● **Task goal**
Turn the lines of every row below into a numbered list, and leave out any blank lines.

Saved data

------------------------------------

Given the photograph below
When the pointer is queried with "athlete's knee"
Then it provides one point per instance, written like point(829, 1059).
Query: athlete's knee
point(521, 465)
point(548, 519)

------------------------------------

● **The result**
1. Given the photograph below
2. When the pointer is queried with "athlete's knee"
3. Then it provides one point per instance, written like point(829, 1059).
4. Query: athlete's knee
5. point(521, 465)
6. point(548, 519)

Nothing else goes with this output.